YOUR OBJECTIVE: Gather each line in the entries that includes the string "sandy".

RECORDS TO USE:
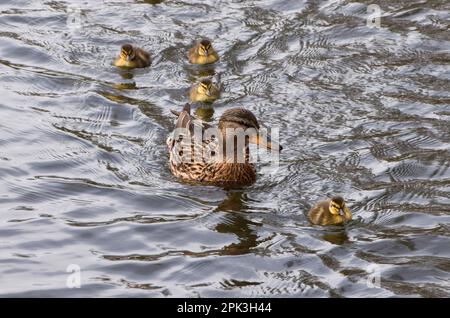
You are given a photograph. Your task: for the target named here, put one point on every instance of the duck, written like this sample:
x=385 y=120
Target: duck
x=327 y=212
x=204 y=91
x=198 y=151
x=203 y=53
x=132 y=57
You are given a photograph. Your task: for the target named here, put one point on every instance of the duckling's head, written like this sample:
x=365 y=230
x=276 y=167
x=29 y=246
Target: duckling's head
x=205 y=47
x=127 y=52
x=337 y=204
x=235 y=118
x=205 y=87
x=240 y=118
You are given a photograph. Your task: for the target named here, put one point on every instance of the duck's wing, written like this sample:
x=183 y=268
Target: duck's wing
x=187 y=142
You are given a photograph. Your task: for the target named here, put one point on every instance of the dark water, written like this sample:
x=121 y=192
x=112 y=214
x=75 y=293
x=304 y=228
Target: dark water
x=363 y=112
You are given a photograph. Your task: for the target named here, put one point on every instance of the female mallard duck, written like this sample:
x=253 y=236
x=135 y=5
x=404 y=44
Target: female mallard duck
x=132 y=57
x=205 y=154
x=203 y=53
x=328 y=212
x=204 y=91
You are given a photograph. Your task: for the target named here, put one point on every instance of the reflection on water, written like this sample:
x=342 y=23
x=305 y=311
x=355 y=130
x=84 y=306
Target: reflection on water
x=363 y=112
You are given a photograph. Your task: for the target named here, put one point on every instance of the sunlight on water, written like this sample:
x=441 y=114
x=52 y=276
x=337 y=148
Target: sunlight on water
x=362 y=103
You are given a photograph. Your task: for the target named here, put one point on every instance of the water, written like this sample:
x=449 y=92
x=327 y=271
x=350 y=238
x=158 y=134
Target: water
x=363 y=112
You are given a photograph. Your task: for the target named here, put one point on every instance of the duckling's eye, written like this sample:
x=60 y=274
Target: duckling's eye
x=336 y=206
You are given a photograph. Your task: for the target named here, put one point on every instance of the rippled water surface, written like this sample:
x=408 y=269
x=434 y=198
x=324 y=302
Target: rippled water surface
x=363 y=112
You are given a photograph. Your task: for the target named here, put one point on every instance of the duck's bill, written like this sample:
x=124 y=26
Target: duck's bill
x=266 y=142
x=347 y=213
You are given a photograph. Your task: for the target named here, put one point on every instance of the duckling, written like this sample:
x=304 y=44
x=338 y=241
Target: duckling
x=203 y=53
x=207 y=159
x=204 y=91
x=328 y=212
x=132 y=57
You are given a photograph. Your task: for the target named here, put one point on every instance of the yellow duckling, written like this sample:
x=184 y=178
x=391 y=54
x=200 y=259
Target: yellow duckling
x=203 y=53
x=132 y=57
x=328 y=212
x=204 y=91
x=207 y=159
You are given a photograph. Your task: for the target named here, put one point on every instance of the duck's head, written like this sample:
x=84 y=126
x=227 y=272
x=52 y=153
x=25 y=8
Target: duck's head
x=127 y=52
x=204 y=87
x=337 y=204
x=205 y=47
x=237 y=120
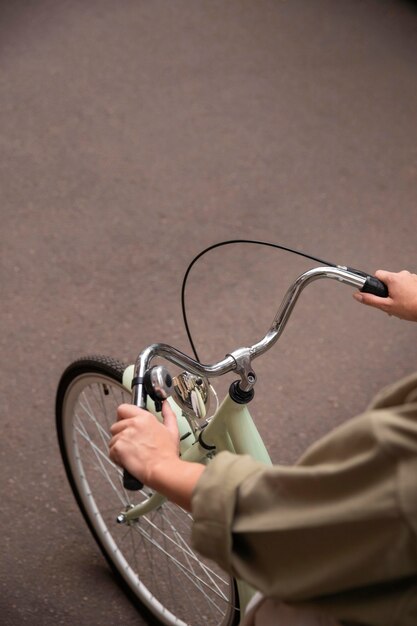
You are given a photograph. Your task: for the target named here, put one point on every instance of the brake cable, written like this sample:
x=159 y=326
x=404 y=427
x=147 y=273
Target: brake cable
x=226 y=243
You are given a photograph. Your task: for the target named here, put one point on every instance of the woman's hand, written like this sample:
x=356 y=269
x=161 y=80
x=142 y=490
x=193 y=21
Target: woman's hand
x=402 y=295
x=149 y=450
x=140 y=441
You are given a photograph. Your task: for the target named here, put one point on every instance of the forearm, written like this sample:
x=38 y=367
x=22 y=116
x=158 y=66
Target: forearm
x=176 y=479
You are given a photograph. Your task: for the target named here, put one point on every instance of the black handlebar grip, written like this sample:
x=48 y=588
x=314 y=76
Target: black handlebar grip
x=130 y=482
x=375 y=286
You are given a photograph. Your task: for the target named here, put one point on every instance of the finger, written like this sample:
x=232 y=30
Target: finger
x=126 y=411
x=170 y=419
x=384 y=275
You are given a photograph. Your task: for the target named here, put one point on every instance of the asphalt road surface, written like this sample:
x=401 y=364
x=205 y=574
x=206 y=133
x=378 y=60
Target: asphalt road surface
x=134 y=134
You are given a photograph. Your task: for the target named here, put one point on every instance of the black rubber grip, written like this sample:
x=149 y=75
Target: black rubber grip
x=130 y=482
x=375 y=286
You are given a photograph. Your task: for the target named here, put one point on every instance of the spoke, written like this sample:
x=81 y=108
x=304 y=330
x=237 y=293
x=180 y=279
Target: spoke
x=183 y=546
x=100 y=455
x=105 y=436
x=173 y=559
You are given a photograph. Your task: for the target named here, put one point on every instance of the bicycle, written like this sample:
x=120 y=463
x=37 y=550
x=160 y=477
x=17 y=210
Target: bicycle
x=143 y=537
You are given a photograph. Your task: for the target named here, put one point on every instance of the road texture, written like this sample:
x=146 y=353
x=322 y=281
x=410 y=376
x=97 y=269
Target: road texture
x=134 y=134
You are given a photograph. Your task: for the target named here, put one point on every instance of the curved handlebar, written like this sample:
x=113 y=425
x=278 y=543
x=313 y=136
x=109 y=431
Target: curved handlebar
x=240 y=360
x=234 y=360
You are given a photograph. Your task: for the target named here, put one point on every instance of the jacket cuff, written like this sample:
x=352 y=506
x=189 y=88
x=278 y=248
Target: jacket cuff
x=213 y=505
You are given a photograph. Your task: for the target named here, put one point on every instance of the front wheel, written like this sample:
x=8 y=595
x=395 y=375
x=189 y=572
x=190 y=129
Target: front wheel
x=151 y=557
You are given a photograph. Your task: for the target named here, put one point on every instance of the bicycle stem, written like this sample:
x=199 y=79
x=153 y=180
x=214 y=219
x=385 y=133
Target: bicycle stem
x=240 y=359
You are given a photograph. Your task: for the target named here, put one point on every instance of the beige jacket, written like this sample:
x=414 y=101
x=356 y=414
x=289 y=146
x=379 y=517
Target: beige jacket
x=337 y=531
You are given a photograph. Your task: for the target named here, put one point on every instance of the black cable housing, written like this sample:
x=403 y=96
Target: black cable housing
x=227 y=243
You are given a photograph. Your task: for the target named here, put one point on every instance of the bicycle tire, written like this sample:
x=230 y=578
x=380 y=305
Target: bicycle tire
x=152 y=559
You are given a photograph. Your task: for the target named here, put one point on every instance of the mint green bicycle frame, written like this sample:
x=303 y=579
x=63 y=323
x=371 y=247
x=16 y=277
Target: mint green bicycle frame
x=231 y=427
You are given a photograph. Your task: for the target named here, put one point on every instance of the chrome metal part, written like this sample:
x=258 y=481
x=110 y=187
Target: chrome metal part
x=161 y=381
x=192 y=394
x=240 y=359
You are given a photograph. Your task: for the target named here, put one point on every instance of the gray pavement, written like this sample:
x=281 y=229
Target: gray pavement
x=133 y=134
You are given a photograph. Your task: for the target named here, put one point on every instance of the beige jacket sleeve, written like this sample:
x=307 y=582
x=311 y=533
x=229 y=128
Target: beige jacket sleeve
x=343 y=518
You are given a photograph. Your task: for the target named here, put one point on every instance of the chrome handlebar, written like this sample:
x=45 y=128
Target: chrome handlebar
x=240 y=359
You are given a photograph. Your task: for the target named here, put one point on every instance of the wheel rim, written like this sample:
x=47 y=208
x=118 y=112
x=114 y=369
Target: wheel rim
x=152 y=555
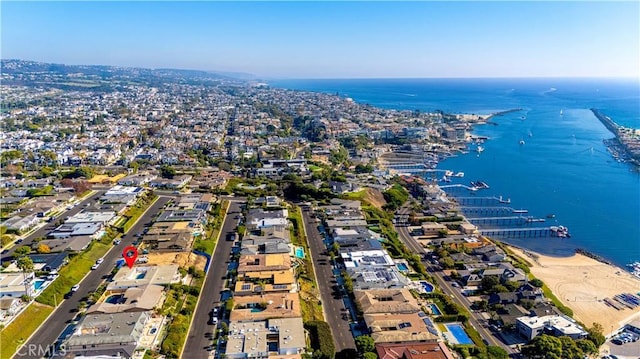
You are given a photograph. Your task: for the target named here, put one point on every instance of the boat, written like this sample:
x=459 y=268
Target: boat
x=560 y=231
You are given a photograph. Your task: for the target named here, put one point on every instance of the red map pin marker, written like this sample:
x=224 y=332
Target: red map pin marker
x=130 y=254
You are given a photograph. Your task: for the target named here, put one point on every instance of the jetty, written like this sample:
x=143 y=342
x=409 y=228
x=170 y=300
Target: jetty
x=539 y=232
x=626 y=139
x=504 y=221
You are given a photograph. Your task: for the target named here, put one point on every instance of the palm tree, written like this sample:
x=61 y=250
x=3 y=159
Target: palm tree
x=26 y=266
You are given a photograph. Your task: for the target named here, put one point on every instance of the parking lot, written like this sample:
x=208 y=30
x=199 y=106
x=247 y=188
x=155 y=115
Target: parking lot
x=623 y=345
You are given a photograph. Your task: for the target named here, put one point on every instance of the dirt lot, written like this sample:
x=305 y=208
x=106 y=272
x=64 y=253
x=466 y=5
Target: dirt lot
x=183 y=259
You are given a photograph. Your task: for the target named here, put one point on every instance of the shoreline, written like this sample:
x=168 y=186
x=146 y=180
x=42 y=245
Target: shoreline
x=582 y=283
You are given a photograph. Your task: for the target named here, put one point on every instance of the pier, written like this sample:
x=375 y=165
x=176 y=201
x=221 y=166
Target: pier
x=504 y=221
x=480 y=201
x=490 y=211
x=540 y=232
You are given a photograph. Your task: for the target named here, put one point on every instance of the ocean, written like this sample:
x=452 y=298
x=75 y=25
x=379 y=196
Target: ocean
x=563 y=168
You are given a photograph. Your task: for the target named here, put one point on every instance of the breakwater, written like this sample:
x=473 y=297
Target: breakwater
x=626 y=145
x=586 y=253
x=495 y=114
x=606 y=121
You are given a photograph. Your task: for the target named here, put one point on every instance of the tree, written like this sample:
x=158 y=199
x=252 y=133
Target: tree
x=43 y=249
x=587 y=346
x=167 y=171
x=536 y=282
x=489 y=282
x=365 y=343
x=495 y=352
x=543 y=346
x=26 y=266
x=22 y=251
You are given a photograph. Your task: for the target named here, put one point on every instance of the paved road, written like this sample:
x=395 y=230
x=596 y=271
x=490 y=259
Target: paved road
x=199 y=340
x=42 y=231
x=332 y=302
x=53 y=327
x=475 y=319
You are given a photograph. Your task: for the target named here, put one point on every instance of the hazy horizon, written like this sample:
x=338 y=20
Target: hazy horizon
x=334 y=40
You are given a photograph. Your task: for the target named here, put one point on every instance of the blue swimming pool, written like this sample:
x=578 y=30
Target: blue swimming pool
x=458 y=333
x=428 y=287
x=38 y=283
x=115 y=299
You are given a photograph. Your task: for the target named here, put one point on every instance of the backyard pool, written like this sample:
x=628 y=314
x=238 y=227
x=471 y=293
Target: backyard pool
x=434 y=309
x=457 y=331
x=402 y=267
x=428 y=287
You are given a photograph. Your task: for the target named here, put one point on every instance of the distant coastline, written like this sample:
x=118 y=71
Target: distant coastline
x=626 y=145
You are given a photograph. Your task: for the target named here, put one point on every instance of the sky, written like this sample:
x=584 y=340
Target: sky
x=417 y=39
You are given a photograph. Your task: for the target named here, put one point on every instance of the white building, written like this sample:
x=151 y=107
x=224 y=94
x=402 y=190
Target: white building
x=556 y=325
x=13 y=284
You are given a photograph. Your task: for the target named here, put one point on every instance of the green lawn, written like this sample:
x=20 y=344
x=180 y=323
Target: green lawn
x=72 y=273
x=21 y=328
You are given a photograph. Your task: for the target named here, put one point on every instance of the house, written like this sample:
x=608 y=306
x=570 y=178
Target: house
x=258 y=218
x=67 y=244
x=107 y=335
x=262 y=307
x=133 y=299
x=13 y=284
x=263 y=262
x=397 y=300
x=51 y=262
x=251 y=283
x=140 y=276
x=413 y=350
x=377 y=277
x=399 y=327
x=503 y=298
x=21 y=224
x=266 y=338
x=9 y=306
x=556 y=325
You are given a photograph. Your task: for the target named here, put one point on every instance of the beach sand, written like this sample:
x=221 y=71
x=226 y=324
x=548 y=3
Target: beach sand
x=581 y=283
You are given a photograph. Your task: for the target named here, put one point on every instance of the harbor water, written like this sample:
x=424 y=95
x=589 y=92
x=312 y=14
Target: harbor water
x=548 y=158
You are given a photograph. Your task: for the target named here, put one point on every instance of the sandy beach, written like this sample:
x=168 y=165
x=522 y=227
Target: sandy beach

PROBLEM SOLUTION:
You are given a photograph. Your task: for the target named here, put one point on every instance of the sandy beach, written like this sample:
Target: sandy beach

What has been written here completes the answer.